Une œuvre sur deux jambes
par Sébastien Omont
Dans la diversité de l’œuvre de Lídia Jorge, revient constamment une dualité dynamique, féconde, dialectique, portant le récit, lui permettant de laisser affleurer, au-delà du simple enchaînement d’événements dramatiques, une vérité furtive. Une dualité à plusieurs niveaux : interne à chaque personnage, présente chez chaque couple ou groupe, caractéristique du rythme propre à chaque livre et du cadre spatio-temporel des romans.
Le changement comme dynamique romanesque
Dans ces romans s’exprime d’abord l’intérêt constant de confronter un pays immobile, endormi, passif – le Portugal, ici peut-être autant comme métaphore que comme pays réel – avec un bouleversement historique. La petite communauté villageoise de La Journée des prodiges, qui n’a guère changé depuis le Moyen-âge, voit littéralement passer dans ses rues, sous la forme d’un blindé messianique, la Révolution des Œillets. Il ne fait que passer, il n’y a aucun changement concret, pourtant la simple idée du bouleversement suffit. Les paysans l’attendaient confusément et, s’ils sont déçus, certains – en fait certaines – vont savoir prendre en main leur destin.
Paradoxalement, et c’est là, dès ce premier roman, la subtilité de Lídia Jorge, ces femmes le feront en s’ancrant, en s’enracinant davantage dans cette communauté au lieu d’attendre leur libération d’un extérieur illusoire. Branca va s’émanciper de son mari brutal, non en s’enfuyant avec le cantonnier, ce qui la ferais seument changer de dépendance masculine, mais en dominant son mari grâce au don de double vue qui fait venir à elle les foules. Carminha Parda va enfin cesser d’attendre le prince charmant, l’étranger qui l’arracherait à sa condition de bâtarde, pour vivre pleinement au présent le grand amour offert par Macario, l’épileptique, le lunatique, le musicien du village. Ainsi, elle s’insère dans la communauté, dans la vie réelle, et échappe à l’imaginaire de conte de fées, à la fois princesse et souillon, dans lequel l’enfermaient les villageois.
La Forêt dans le fleuve, publié quatre ans plus tard, explore les espoirs de la société post-révolutionnaire. Tous les personnages, dans une certaine mesure, déçoivent, à la mesure de la réalité par rapport aux idéaux de la Révolution des Œillets. Pourtant, avec leur part d’échec, ils ont tous aussi en eux une forme de grandeur.

### CONSIGNE
Restituez sans rien changer tout le passage de l'article sur l'œuvre de Lídia Jorge, depuis « Une œuvre sur » jusqu'à « spatio-temporel des romans. ».

### LISTE FOURNIE
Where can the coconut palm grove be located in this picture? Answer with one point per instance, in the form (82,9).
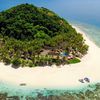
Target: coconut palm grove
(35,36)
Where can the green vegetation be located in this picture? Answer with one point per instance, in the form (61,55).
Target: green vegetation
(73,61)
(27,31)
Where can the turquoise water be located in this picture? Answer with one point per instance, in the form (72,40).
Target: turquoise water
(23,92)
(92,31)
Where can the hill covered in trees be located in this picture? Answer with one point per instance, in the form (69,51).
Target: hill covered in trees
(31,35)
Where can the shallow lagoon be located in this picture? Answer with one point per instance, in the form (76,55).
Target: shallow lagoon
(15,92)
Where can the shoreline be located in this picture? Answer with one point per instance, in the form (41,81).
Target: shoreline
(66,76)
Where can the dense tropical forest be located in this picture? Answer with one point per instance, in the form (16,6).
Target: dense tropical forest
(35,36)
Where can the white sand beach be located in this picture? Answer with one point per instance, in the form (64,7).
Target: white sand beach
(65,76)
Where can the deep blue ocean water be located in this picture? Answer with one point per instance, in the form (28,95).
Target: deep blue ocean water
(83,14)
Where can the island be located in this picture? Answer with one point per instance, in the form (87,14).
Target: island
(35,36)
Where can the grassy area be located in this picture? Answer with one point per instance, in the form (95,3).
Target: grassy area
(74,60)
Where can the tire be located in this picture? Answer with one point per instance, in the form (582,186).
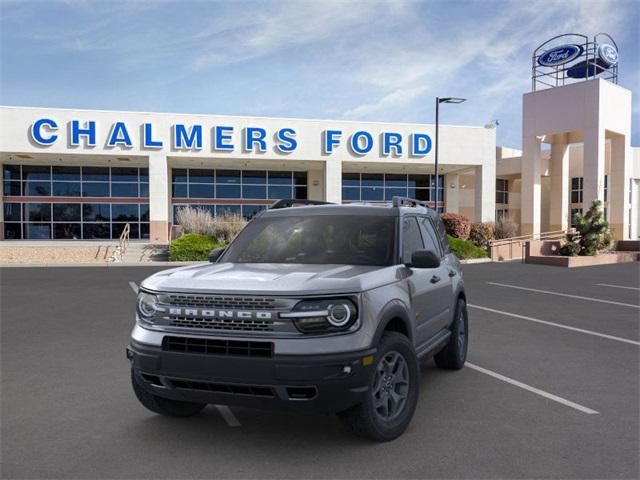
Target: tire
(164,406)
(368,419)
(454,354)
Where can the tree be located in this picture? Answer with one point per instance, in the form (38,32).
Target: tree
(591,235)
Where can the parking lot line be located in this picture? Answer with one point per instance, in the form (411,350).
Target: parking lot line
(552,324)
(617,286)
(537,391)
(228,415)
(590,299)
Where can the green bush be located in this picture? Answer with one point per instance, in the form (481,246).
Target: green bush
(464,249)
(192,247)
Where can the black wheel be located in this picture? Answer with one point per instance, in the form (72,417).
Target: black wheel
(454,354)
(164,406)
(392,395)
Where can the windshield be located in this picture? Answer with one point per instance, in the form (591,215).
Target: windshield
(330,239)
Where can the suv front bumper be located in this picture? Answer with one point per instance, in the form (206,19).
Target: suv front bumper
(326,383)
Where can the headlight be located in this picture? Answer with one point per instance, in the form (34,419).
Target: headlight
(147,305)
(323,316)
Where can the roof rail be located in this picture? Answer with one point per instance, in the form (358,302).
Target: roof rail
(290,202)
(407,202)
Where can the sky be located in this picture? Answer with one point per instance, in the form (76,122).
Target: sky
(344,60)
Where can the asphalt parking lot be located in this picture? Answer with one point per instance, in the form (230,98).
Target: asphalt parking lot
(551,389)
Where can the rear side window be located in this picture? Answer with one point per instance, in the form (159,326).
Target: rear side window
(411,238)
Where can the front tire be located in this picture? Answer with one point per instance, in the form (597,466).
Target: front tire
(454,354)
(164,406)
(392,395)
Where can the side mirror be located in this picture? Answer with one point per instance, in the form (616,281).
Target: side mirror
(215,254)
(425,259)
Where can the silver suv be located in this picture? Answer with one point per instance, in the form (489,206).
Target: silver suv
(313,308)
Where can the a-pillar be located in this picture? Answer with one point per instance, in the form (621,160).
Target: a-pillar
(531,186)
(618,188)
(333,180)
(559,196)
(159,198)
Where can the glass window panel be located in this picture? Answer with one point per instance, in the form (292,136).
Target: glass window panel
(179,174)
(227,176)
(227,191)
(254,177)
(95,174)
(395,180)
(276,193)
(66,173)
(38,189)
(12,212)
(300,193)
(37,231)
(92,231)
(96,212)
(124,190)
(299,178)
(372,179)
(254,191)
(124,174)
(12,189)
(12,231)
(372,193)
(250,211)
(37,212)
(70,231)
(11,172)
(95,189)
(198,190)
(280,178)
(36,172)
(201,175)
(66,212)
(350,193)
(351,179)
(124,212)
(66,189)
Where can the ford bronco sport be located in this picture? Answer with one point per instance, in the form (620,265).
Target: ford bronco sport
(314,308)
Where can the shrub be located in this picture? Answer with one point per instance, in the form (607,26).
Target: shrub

### CORRIGÉ
Une œuvre sur deux jambes
par Sébastien Omont
Dans la diversité de l’œuvre de Lídia Jorge, revient constamment une dualité dynamique, féconde, dialectique, portant le récit, lui permettant de laisser affleurer, au-delà du simple enchaînement d’événements dramatiques, une vérité furtive. Une dualité à plusieurs niveaux : interne à chaque personnage, présente chez chaque couple ou groupe, caractéristique du rythme propre à chaque livre et du cadre spatio-temporel des romans.